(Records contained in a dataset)
= Beginning of Section =
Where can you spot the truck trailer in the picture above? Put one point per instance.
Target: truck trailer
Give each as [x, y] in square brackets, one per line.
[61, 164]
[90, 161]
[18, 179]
= End of Section =
Work instructions:
Filter the lines above so that only those with the string "truck" remain, then copy them.

Answer section:
Where can you spot the truck trailer in the picture above? Put one point per instance.
Target: truck trailer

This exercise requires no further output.